● **Required work**: Every line of the material must appear in the answer exactly as it does here.

§

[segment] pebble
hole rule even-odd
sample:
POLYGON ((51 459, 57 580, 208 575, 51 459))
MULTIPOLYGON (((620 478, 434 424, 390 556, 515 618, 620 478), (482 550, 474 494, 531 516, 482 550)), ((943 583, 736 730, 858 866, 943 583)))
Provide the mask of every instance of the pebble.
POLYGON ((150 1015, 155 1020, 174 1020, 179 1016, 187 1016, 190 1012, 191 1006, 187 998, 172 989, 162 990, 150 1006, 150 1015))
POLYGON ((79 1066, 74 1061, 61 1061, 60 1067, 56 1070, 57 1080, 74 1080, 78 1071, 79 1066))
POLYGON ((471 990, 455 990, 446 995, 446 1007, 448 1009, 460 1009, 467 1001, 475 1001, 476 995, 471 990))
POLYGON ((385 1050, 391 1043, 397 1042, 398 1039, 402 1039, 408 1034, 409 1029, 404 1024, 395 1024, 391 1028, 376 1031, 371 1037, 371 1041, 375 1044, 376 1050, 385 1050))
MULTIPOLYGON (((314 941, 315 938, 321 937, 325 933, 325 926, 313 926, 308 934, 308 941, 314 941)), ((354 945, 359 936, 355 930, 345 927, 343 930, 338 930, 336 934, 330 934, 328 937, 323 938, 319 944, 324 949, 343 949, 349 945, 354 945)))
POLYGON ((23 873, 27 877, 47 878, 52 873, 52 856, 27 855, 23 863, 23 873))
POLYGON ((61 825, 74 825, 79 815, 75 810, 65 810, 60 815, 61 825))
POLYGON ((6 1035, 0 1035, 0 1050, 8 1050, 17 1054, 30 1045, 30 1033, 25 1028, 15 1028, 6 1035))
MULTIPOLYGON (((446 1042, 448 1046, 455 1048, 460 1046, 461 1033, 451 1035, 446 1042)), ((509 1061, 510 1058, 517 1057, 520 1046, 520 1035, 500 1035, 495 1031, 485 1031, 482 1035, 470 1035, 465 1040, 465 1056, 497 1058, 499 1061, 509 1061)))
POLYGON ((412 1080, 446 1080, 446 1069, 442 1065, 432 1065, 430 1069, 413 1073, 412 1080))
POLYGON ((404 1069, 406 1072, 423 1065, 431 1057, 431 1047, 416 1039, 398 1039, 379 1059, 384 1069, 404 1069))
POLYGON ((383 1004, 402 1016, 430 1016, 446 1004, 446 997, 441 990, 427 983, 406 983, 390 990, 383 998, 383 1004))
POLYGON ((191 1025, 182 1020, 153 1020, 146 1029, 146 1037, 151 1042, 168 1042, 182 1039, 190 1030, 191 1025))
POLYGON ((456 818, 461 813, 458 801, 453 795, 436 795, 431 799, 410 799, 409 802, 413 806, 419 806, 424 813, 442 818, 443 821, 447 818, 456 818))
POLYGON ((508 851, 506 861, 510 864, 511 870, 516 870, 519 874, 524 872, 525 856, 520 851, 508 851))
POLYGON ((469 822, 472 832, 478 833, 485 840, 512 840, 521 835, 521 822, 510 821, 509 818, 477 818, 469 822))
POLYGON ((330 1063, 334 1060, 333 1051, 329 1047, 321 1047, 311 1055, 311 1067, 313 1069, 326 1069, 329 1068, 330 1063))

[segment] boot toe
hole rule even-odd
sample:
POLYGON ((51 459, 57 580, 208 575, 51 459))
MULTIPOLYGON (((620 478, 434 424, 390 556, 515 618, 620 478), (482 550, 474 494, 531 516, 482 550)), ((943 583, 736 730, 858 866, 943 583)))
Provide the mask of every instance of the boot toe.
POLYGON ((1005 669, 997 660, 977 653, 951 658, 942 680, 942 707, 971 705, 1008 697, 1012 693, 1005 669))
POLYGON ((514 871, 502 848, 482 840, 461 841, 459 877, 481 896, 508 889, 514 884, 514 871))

§

● **Solution to this task**:
[segment] pebble
hole rule even-odd
sample:
POLYGON ((51 459, 57 580, 208 575, 51 459))
MULTIPOLYGON (((620 478, 434 424, 390 556, 515 618, 620 478), (482 550, 474 494, 531 516, 482 550)), ((943 583, 736 730, 858 866, 943 583)))
Provide the mask of every instance of the pebble.
POLYGON ((150 1015, 155 1020, 174 1020, 179 1016, 187 1016, 190 1012, 191 1006, 187 998, 172 989, 162 990, 150 1006, 150 1015))
POLYGON ((79 1066, 74 1061, 61 1061, 60 1067, 56 1070, 57 1080, 74 1080, 78 1071, 79 1066))
POLYGON ((471 990, 455 990, 446 995, 446 1007, 448 1009, 460 1009, 467 1001, 475 1001, 476 995, 471 990))
POLYGON ((385 1050, 391 1043, 397 1042, 398 1039, 402 1039, 408 1034, 409 1029, 404 1024, 395 1024, 391 1028, 376 1031, 371 1037, 371 1041, 375 1044, 376 1050, 385 1050))
MULTIPOLYGON (((314 941, 315 938, 321 937, 325 933, 325 926, 313 926, 308 934, 308 941, 314 941)), ((354 945, 359 936, 355 930, 345 927, 343 930, 338 930, 336 934, 330 934, 328 937, 323 938, 319 944, 324 949, 343 949, 349 945, 354 945)))
POLYGON ((23 873, 27 877, 47 878, 52 873, 52 856, 27 855, 23 863, 23 873))
POLYGON ((61 825, 74 825, 79 815, 75 810, 65 810, 60 815, 61 825))
POLYGON ((6 1035, 0 1035, 0 1050, 8 1050, 17 1054, 30 1045, 30 1033, 25 1028, 15 1028, 6 1035))
MULTIPOLYGON (((446 1042, 448 1046, 455 1048, 460 1046, 461 1033, 451 1035, 446 1042)), ((509 1061, 510 1058, 517 1057, 520 1046, 520 1035, 500 1035, 495 1031, 485 1031, 482 1035, 470 1035, 465 1040, 465 1056, 497 1058, 499 1061, 509 1061)))
POLYGON ((412 1080, 446 1080, 446 1069, 442 1065, 432 1065, 430 1069, 413 1073, 412 1080))
POLYGON ((404 1069, 406 1072, 423 1065, 431 1057, 431 1047, 416 1039, 398 1039, 379 1059, 384 1069, 404 1069))
POLYGON ((383 1004, 402 1016, 430 1016, 446 1004, 446 997, 441 990, 427 983, 406 983, 390 990, 383 998, 383 1004))
POLYGON ((191 1025, 182 1020, 153 1020, 146 1029, 146 1037, 151 1042, 168 1042, 182 1039, 190 1030, 191 1025))
POLYGON ((456 818, 461 813, 458 801, 453 795, 436 795, 431 799, 410 799, 409 802, 413 806, 419 806, 424 813, 442 818, 443 821, 447 818, 456 818))
POLYGON ((508 851, 506 861, 510 864, 511 870, 516 870, 519 874, 524 872, 525 856, 520 851, 508 851))
POLYGON ((469 822, 472 832, 478 833, 485 840, 512 840, 521 835, 521 822, 510 821, 509 818, 477 818, 469 822))
POLYGON ((330 1063, 334 1060, 333 1051, 329 1047, 321 1047, 311 1055, 311 1067, 313 1069, 326 1069, 329 1068, 330 1063))

[segment] boot toe
hole rule even-odd
sample:
POLYGON ((51 459, 57 580, 208 575, 51 459))
MULTIPOLYGON (((620 478, 434 424, 390 556, 515 618, 620 478), (482 550, 474 494, 531 516, 482 550)), ((943 583, 736 730, 858 866, 943 583)))
Provide the mask of every instance of the boot toe.
POLYGON ((1005 669, 997 660, 977 653, 951 658, 942 680, 942 707, 971 705, 1008 697, 1012 693, 1005 669))
POLYGON ((514 871, 502 848, 482 840, 461 841, 459 877, 481 896, 508 889, 514 884, 514 871))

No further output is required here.